# What you should do:
Among the entries that follow, find every line with the word "tree" and list it.

(Beginning of Supplied data)

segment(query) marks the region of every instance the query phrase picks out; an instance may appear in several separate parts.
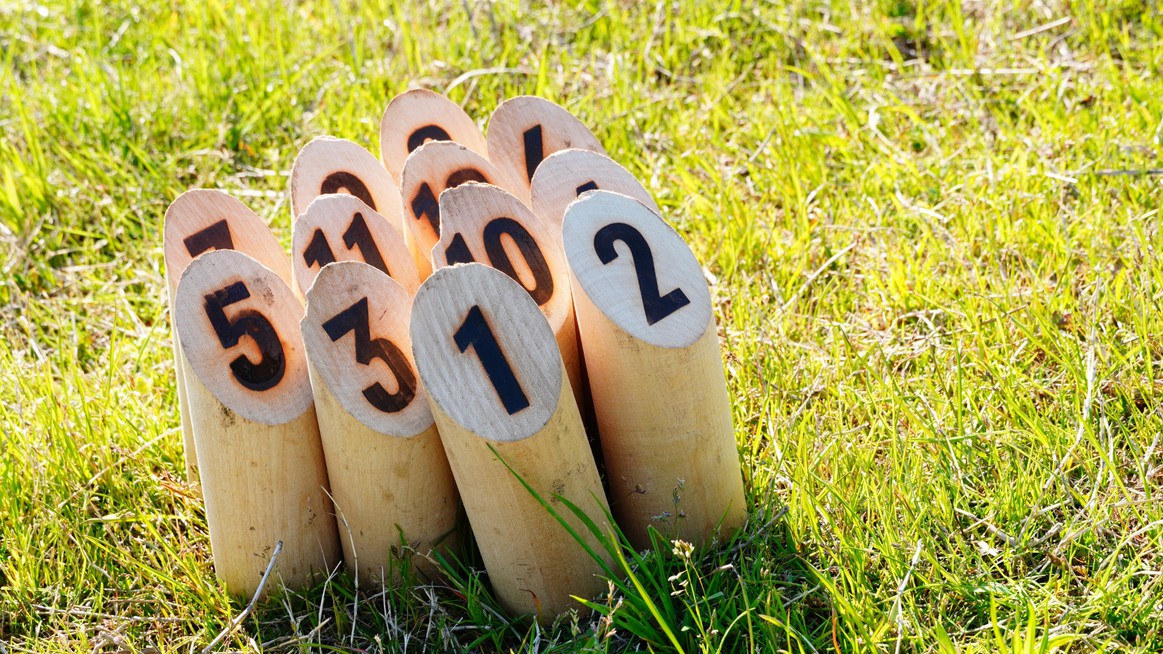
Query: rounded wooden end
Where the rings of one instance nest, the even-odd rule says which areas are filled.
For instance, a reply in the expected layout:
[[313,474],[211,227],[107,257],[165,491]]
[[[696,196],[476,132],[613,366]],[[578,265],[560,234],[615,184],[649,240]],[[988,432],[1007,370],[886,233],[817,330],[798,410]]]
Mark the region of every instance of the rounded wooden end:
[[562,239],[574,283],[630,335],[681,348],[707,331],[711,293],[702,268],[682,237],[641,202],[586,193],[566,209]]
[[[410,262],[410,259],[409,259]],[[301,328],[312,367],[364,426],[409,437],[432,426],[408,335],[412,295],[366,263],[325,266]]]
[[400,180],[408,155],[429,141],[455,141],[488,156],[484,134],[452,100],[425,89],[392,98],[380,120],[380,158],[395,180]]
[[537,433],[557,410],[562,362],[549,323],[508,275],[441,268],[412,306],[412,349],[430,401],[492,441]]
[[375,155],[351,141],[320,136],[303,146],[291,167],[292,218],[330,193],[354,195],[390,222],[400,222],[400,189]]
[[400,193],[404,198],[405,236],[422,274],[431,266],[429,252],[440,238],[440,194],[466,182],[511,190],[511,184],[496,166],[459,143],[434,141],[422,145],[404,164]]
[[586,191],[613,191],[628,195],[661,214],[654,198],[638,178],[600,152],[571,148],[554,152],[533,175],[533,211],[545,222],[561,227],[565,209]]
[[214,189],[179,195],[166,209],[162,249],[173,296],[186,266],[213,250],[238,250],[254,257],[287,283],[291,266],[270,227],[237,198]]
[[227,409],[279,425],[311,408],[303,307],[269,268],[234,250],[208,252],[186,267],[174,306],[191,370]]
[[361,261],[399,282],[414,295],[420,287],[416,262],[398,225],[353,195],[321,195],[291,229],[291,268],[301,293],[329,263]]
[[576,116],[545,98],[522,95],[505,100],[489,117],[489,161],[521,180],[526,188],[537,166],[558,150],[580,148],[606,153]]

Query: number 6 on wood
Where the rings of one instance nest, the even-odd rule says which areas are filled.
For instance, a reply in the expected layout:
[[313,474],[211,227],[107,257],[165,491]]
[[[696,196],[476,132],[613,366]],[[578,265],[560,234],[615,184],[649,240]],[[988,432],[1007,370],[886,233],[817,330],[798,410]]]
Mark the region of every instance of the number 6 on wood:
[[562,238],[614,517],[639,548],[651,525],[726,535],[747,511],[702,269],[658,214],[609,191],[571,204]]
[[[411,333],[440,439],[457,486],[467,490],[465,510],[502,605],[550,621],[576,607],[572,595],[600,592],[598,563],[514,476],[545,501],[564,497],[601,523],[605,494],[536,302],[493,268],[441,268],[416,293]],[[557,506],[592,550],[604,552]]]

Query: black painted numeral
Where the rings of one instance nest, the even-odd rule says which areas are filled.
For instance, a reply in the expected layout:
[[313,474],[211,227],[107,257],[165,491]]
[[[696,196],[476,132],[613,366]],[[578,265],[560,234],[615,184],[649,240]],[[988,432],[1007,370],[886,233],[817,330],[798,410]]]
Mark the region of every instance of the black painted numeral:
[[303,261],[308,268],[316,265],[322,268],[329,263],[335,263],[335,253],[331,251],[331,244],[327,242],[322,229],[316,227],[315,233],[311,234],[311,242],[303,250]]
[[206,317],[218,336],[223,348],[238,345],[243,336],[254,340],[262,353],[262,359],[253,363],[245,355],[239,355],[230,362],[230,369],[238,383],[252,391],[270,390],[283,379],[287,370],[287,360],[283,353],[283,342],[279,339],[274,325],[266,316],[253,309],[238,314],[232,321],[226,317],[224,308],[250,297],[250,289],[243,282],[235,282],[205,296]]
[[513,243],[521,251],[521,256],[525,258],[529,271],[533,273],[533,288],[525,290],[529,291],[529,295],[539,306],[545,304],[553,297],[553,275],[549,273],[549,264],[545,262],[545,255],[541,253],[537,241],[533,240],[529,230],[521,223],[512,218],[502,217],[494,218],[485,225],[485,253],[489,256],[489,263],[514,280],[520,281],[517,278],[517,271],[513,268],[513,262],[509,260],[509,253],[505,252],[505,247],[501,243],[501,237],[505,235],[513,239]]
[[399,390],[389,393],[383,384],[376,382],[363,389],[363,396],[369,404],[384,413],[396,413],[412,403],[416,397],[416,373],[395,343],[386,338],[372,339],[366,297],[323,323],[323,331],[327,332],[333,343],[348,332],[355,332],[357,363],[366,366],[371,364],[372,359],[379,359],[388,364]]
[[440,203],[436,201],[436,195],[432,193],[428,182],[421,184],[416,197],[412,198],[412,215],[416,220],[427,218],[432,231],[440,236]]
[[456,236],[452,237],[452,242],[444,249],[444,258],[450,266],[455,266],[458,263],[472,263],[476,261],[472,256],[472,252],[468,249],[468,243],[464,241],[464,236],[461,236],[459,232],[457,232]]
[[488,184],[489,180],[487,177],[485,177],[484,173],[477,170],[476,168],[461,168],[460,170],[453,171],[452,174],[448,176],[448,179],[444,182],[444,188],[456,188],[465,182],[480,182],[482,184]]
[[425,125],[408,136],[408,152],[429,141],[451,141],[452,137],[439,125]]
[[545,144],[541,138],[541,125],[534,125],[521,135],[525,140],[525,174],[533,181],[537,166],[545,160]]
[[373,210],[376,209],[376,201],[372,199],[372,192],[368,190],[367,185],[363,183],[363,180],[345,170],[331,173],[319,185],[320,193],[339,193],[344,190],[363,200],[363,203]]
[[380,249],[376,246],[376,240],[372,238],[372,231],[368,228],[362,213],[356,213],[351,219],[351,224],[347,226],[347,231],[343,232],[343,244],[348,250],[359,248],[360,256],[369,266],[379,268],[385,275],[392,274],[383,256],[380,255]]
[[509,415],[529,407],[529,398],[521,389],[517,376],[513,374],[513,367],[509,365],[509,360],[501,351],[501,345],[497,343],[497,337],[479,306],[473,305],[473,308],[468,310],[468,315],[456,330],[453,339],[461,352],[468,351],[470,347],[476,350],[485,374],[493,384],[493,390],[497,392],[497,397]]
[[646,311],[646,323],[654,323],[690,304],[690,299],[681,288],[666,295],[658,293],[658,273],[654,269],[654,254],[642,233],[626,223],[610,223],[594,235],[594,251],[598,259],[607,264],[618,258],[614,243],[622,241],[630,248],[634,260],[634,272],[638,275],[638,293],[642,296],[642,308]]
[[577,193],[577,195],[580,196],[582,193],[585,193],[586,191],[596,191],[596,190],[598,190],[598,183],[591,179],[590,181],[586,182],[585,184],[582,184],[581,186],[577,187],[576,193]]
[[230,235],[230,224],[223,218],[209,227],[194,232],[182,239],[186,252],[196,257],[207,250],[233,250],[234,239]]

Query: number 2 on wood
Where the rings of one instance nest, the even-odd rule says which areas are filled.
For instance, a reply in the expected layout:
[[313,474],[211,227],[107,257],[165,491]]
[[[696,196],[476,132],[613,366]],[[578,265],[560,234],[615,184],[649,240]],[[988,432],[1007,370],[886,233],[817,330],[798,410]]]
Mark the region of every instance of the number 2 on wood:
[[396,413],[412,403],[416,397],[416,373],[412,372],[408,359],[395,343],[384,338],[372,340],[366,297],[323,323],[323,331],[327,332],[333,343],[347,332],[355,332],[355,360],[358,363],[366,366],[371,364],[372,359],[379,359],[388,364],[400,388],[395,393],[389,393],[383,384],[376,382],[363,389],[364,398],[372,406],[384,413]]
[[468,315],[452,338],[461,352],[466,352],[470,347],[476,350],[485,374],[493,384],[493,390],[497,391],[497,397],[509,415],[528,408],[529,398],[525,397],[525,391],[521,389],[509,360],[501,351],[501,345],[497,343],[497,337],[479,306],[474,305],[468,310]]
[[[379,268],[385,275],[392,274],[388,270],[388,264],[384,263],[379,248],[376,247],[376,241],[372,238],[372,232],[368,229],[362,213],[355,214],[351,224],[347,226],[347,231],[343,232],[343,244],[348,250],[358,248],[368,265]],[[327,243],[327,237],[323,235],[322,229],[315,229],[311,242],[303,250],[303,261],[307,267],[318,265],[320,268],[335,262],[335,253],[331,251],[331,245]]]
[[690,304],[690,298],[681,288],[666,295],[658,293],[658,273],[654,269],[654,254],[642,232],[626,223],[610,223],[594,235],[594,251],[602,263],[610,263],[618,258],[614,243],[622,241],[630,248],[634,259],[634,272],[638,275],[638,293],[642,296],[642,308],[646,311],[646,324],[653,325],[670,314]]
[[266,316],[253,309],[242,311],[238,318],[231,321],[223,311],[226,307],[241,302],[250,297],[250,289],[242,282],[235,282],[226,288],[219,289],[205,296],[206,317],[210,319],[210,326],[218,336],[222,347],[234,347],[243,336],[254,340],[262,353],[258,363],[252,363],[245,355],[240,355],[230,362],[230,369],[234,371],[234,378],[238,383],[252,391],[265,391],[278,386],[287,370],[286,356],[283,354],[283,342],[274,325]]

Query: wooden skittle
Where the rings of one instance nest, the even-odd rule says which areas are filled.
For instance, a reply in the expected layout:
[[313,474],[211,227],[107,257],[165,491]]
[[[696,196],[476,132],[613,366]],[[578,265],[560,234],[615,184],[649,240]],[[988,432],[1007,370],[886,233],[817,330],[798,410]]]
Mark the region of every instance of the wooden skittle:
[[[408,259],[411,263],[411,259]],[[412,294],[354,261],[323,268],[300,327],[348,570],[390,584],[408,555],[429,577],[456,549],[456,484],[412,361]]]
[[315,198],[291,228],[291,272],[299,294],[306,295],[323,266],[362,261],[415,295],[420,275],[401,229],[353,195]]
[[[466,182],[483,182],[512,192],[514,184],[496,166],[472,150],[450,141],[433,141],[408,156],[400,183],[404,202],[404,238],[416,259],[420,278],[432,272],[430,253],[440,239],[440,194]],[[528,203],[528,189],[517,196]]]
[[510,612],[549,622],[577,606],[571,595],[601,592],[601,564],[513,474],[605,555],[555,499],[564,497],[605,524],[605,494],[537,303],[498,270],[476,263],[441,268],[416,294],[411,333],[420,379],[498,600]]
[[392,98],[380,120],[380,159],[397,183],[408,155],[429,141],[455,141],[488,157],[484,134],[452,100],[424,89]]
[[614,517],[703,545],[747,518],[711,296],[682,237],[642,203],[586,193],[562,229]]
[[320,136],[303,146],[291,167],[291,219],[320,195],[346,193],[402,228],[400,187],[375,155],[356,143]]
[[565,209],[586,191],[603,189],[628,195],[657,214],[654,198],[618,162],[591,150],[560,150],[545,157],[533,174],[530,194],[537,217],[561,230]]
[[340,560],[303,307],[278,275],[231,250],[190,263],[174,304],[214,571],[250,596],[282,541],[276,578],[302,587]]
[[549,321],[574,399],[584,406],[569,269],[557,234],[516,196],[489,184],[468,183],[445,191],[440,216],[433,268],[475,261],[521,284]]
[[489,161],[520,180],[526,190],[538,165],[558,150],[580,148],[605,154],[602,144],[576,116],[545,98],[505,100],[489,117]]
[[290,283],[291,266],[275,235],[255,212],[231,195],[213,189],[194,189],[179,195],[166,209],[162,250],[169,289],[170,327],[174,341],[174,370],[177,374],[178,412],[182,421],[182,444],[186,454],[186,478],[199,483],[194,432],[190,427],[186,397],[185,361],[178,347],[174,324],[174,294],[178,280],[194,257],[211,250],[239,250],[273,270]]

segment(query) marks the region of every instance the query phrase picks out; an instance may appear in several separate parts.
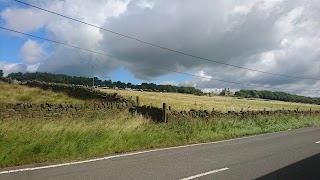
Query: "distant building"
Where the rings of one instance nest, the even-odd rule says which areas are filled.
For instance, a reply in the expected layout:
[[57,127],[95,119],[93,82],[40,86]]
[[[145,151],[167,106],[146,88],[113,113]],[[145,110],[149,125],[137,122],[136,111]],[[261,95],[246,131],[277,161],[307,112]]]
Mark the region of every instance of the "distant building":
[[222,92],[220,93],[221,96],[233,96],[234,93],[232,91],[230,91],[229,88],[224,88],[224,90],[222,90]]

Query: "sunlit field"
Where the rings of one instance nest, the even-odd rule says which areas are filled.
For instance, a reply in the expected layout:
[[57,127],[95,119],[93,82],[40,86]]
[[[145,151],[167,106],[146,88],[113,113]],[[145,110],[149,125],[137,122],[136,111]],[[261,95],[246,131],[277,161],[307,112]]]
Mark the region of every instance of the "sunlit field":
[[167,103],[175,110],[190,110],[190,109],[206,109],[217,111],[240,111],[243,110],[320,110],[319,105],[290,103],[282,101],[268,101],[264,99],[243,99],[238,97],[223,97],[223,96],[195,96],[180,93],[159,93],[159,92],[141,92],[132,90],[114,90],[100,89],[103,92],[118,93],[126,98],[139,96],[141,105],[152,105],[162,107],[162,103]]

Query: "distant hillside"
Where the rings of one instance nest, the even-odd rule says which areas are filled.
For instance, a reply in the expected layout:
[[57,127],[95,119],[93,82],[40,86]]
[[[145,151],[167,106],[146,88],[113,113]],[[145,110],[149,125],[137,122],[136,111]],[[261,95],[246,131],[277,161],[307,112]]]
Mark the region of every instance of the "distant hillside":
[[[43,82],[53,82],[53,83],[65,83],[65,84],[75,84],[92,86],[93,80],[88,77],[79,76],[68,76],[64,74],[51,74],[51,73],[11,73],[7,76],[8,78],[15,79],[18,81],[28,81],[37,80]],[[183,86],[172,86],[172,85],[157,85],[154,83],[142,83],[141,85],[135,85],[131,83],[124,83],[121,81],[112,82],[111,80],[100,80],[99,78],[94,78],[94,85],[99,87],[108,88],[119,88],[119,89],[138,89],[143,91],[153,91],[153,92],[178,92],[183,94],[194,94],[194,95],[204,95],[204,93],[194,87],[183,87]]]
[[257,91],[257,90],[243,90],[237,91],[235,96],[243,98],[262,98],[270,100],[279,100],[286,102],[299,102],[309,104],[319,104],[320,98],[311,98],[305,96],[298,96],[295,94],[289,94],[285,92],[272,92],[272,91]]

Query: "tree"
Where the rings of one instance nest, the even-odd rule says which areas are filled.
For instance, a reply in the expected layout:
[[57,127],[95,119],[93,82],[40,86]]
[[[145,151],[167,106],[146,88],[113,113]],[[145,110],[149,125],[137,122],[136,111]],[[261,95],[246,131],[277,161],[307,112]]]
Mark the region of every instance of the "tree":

(End of Supplied data)

# Output of the task:
Query: "tree"
Mark the region of every instance of the "tree":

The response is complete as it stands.